*** EXTRACTED TEXT Section Begins ***
Interpreting the label

 

•    Unidentified ingredients e.g. ‘poultry derivatives’, are usually very low quality  (if you put in chicken breast, let’s face it, you are going to state that is chicken breast!) There are no official definitions for derivatives!

•    Wet ingredients are misleading in a food that will be dried – 20% of wet chicken in the ingredients becomes around 4% of the finished product analysis if mixed with lots of dry grain. So a dried food that has 4% of meat in the ingredient list has only around 1% of meat in the final dried product!!!!

•    Maize gluten is the dried residue from corn after the removal of the larger part of the starch and germ. Often you will see both maize and maize gluten listed in a diet - so you could have 15% of each i.e. 30% maize in total, and this would be appear lower down the list than, say, 16% fresh chicken (which becomes 4% once in the finished diet). You think there is loads of chicken with a few other bit and bobs when there is actually 4% chicken, plus 30% maize - as well as the rest of the beet pulp, wheat etc etc!

Let's now consider protein - remember our mallard consisting of 60% protein and nil carbohydrates?
*** EXTRACTED TEXT Section Ends ***
*** RECORD EXCERPTS Section Begins ***
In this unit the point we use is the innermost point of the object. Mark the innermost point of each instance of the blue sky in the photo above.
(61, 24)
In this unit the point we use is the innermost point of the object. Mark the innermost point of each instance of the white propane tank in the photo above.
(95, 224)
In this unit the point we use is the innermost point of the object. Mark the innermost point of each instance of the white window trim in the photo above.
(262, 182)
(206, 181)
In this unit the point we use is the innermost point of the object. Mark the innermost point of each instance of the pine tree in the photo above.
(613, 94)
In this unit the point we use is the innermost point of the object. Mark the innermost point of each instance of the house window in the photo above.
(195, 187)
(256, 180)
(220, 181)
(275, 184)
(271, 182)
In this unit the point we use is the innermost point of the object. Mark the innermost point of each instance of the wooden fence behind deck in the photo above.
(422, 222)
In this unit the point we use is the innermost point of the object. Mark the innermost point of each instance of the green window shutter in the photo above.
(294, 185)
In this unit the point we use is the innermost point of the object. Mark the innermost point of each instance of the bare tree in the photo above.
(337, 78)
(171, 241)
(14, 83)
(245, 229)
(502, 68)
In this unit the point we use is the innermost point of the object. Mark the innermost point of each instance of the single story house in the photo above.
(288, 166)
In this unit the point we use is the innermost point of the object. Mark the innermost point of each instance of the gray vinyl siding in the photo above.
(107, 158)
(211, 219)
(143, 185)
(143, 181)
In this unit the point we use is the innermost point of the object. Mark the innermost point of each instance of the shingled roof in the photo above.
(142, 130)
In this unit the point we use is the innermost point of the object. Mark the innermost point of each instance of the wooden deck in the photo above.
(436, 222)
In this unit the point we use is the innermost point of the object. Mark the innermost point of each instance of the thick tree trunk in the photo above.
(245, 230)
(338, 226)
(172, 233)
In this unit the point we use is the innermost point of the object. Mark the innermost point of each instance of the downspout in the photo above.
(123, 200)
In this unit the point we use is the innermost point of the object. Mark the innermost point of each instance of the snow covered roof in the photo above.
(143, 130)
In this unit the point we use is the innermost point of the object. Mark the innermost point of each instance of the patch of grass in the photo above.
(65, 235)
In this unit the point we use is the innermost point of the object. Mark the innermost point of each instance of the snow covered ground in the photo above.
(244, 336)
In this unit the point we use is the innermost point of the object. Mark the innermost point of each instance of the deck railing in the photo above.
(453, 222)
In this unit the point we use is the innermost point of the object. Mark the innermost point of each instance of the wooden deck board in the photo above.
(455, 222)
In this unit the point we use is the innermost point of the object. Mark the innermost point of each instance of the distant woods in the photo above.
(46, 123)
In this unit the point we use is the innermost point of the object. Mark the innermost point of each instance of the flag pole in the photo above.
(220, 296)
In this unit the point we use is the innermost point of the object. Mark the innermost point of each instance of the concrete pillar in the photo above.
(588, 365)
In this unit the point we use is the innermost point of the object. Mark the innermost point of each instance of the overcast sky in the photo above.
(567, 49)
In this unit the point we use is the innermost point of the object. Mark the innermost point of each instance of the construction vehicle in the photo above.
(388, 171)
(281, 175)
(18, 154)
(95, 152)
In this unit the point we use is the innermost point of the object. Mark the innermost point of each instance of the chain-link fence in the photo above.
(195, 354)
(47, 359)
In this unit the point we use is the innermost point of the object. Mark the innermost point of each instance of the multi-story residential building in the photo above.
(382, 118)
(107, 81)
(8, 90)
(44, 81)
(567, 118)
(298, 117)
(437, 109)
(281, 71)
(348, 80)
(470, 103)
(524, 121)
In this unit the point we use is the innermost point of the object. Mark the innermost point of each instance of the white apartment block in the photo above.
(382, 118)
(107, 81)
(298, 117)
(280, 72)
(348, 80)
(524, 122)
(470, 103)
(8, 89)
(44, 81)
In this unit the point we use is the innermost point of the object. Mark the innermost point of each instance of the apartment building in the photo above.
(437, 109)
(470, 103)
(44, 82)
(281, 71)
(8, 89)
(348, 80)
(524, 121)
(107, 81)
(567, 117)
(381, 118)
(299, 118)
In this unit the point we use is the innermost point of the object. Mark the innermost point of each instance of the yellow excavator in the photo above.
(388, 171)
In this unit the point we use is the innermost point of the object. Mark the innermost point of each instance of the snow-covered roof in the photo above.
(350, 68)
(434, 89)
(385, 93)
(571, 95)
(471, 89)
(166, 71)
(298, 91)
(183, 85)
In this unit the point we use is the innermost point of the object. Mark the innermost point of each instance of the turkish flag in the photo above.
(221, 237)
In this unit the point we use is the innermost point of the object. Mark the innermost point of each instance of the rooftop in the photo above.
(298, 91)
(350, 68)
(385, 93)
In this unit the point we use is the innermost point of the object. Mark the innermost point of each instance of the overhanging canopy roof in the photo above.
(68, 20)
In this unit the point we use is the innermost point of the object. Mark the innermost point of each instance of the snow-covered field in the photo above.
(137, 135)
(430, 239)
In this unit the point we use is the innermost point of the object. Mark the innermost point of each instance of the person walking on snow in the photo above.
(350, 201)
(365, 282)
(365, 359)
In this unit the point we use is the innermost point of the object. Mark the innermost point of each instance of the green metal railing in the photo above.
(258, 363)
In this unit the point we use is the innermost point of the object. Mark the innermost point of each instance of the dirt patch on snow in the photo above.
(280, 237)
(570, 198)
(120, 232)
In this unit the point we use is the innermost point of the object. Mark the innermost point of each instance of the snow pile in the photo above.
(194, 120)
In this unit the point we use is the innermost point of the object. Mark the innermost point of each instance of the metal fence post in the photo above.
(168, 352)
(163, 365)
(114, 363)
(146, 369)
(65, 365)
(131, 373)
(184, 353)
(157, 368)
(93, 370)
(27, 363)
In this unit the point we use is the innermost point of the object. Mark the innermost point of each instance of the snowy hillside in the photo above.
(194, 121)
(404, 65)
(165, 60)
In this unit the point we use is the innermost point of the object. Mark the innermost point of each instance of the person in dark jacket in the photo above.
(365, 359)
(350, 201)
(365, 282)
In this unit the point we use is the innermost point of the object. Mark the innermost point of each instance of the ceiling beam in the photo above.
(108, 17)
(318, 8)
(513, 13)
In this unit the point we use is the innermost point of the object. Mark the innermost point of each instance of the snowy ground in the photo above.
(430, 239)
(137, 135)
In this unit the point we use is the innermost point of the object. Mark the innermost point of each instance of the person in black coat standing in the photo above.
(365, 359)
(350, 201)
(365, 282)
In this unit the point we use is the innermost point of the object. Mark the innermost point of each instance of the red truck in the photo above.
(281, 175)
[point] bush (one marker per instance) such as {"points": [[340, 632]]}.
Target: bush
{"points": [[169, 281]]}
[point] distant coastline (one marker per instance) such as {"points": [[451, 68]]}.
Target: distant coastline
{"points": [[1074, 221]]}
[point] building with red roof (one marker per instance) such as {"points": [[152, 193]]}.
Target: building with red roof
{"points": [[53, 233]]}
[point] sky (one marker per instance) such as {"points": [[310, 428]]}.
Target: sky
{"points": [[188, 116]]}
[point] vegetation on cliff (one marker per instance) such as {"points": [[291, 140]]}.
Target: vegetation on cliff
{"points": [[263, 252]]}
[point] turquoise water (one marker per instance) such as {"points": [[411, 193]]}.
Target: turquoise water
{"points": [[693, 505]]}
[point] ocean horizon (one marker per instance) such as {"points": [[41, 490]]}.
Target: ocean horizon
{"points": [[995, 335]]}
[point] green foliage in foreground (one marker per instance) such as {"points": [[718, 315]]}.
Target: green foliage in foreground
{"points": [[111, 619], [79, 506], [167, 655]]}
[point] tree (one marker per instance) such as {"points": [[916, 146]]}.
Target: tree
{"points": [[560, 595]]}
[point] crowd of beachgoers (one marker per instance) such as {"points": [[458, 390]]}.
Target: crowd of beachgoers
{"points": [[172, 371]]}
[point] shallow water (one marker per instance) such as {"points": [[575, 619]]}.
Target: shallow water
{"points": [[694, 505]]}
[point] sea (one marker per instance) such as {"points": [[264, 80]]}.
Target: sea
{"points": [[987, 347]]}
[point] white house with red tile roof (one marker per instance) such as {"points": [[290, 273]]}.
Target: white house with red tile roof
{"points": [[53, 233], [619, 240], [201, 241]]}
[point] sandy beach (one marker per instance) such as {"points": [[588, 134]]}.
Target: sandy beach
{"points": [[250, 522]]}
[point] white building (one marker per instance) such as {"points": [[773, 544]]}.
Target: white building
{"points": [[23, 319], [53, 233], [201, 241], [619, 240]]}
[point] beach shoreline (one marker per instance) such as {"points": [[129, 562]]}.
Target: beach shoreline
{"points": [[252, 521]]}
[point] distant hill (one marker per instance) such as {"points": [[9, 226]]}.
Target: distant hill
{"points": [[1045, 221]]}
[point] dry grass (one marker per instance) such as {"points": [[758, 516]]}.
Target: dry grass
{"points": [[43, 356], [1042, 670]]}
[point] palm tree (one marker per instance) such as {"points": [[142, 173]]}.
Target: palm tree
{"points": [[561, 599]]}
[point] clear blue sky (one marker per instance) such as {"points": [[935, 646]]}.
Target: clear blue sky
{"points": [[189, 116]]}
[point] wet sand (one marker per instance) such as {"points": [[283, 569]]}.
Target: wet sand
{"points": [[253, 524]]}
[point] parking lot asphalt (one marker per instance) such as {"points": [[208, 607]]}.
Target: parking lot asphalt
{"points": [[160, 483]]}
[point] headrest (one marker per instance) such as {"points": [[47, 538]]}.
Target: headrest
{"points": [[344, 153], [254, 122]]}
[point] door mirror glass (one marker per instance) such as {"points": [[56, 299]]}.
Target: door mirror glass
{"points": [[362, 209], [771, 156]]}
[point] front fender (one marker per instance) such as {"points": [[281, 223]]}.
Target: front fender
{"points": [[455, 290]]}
*** RECORD EXCERPTS Section Ends ***
TASKS TO PERFORM:
1. According to the "Interpreting the label" text, what is maize gluten?
2. Restate the paragraph of the "Interpreting the label" text that begins "Wet ingredients are misleading" as a short list, keeping its main facts.
3. Carry on the "Interpreting the label" text from its closing question about protein and the mallard.
The data are not used in any of these tasks.

ANSWERS BY TASK:
1. Maize gluten is the dried residue from corn after the larger part of the starch and germ has been removed.

2.
- Wet ingredients are misleading in a food that will be dried.
- When 20% wet chicken in the ingredients is mixed with lots of dry grain, it becomes around 4% of the finished product analysis.
- A dried food listing 4% meat in its ingredients therefore has only around 1% meat in the final dried product.

3.
•     Horn and hair is protein, but has little biological value

•     Meat and bone meal is an extremely low quality ingredient. It is the rendered product from mammal tissues, including bone – more suited as a fertilizer. It can include animals that died from disease, along as it is cooked to a certain specification.

•    The AAFCO definition of chicken by-product meal is 'consisting of the ground, rendered, clean parts of the carcass of slaughtered chicken, such as necks, feet, undeveloped eggs and intestines'.

•    Soya is a controversial ingredient in dog food, and is used as a cheap source of vegetable protein.

•    Vegetable protein is often not differentiated from animal protein in the analysis – you cannot tell how much of the protein is derived from animals.

The moral here is don’t look at the protein figure on its own - it's the quality and source of the protein that matters. And remember that in the wild, carnivores have a diet with a protein content of 50% or more. Good quality protein is NOT a problem, even in high quantities. Large amounts of low grade and/or vegetable protein can be!
A few more marketing tricks
incomplete and misleading labelling
  • using 'minimum' levels when detailing undesirable components eg 'rice 26% minimum' (what is the maximum?)
  • lack of any stated levels (no hope here)
'scientifically formulated'

A rabbit or a wolf does not have a nutritionalist in tow – if they eat naturally there is no need.

It might be suggested that the ‘science’ is only there because the food is so un-natural that it is likely to be damaging to the animal if the ingredients are not formulated carefully ('scientifically').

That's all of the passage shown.